- Task instructions -
Format each line of the rows as a numbered list item, omitting any blank lines.

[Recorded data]
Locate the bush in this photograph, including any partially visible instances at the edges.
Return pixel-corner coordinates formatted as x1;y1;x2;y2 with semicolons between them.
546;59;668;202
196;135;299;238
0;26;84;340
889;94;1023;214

- Right answer -
1. Locate the bush in this photograph, including any partially visible instances at the edges.
2. Return pixel-corner coordinates formatted as x1;y1;x2;y2 with semicolons between them.
3. 546;59;668;202
4. 196;135;299;238
5. 0;26;84;340
6. 889;94;1023;214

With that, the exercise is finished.